■ **Excerpts from a detection dataset**:
==========

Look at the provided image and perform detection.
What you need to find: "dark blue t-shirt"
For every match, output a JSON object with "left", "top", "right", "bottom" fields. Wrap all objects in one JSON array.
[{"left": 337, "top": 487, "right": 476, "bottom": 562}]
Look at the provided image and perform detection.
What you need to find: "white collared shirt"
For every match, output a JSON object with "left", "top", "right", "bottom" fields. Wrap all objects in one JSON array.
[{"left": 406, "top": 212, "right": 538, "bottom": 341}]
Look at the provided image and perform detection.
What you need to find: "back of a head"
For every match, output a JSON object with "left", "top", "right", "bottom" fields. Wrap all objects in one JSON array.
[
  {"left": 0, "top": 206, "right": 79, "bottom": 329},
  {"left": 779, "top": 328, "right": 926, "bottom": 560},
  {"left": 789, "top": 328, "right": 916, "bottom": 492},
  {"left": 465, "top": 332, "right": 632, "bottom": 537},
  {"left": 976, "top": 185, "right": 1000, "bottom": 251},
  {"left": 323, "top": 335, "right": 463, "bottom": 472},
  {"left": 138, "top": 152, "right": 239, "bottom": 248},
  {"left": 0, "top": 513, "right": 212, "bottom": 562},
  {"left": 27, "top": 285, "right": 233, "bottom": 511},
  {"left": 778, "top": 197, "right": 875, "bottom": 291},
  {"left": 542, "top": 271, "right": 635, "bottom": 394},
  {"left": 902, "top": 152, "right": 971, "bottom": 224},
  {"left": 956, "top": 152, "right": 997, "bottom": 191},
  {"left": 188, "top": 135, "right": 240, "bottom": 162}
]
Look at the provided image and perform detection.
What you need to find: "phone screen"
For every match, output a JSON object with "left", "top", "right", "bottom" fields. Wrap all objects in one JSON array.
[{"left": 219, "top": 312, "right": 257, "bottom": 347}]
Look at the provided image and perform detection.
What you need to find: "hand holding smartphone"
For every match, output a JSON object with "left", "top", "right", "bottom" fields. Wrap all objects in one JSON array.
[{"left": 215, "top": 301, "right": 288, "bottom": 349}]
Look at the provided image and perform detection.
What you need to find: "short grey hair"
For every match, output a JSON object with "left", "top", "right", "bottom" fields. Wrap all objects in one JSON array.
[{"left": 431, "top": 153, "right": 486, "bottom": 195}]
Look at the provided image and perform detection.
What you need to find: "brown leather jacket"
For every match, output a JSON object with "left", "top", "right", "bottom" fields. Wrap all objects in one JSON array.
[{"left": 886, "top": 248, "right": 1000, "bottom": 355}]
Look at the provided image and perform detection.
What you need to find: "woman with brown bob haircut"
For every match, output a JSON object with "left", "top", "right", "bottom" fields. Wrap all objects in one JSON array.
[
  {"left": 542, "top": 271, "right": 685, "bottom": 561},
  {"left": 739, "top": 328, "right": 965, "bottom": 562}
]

==========

■ **Task objective**:
Nothing may be left out: return each entry exactly as it reads.

■ **The reply**:
Look at the provided image and perform detection.
What you need to find: "dark blue t-shirt"
For every match, output a JSON object with "left", "top", "right", "bottom" fields. Wrap all objects in one JSON array.
[{"left": 337, "top": 487, "right": 476, "bottom": 562}]
Look at the provided image and perform detection.
What you need to find: "white collared shirt"
For every match, output a JSON object with "left", "top", "right", "bottom" fields. Wrap all objects in one JSON array.
[{"left": 406, "top": 212, "right": 538, "bottom": 341}]
Look at the provided image and perform detection.
What you need to find: "back of a head"
For every match, output a JSON object with "left", "top", "right", "bottom" fields. Wrap all objects in one JSON array.
[
  {"left": 0, "top": 206, "right": 79, "bottom": 329},
  {"left": 779, "top": 328, "right": 926, "bottom": 560},
  {"left": 789, "top": 328, "right": 916, "bottom": 492},
  {"left": 465, "top": 332, "right": 632, "bottom": 537},
  {"left": 976, "top": 185, "right": 1000, "bottom": 251},
  {"left": 323, "top": 335, "right": 463, "bottom": 472},
  {"left": 138, "top": 152, "right": 239, "bottom": 248},
  {"left": 0, "top": 513, "right": 212, "bottom": 562},
  {"left": 27, "top": 285, "right": 233, "bottom": 511},
  {"left": 778, "top": 197, "right": 875, "bottom": 291},
  {"left": 542, "top": 271, "right": 635, "bottom": 394},
  {"left": 902, "top": 152, "right": 971, "bottom": 224},
  {"left": 956, "top": 152, "right": 997, "bottom": 191},
  {"left": 188, "top": 135, "right": 240, "bottom": 162}
]
Look at the provided image and perform detection.
What you need to find: "phone screen"
For every match, output a JSON object with "left", "top", "right", "bottom" fields. Wrap all objects in one JSON array.
[{"left": 219, "top": 312, "right": 257, "bottom": 347}]
Look at the provided image and perform detection.
What you need to find: "hand holding smartphone"
For every match, output a JSON object with "left", "top", "right", "bottom" fields. Wrap all objects in one JSON array.
[{"left": 215, "top": 301, "right": 288, "bottom": 349}]
Look at the provided image and perform detection.
What you need to find: "short grey hair"
For every match, output a JSON object with "left", "top", "right", "bottom" fields. Wrap all objects in one JSON array.
[{"left": 431, "top": 153, "right": 486, "bottom": 195}]
Look at the provided image and perform detection.
What you need to find: "brown leather jacket"
For every match, output a JSON object with "left", "top", "right", "bottom" fields. Wrap all objects in one JSON array.
[{"left": 886, "top": 248, "right": 1000, "bottom": 355}]
Look at the provided image and perform detection.
What you need to find: "woman with brown bob haircut"
For every match, output a JSON object with "left", "top", "right", "bottom" fields. Wrap all objects in one JSON array.
[
  {"left": 542, "top": 271, "right": 685, "bottom": 561},
  {"left": 739, "top": 328, "right": 965, "bottom": 562}
]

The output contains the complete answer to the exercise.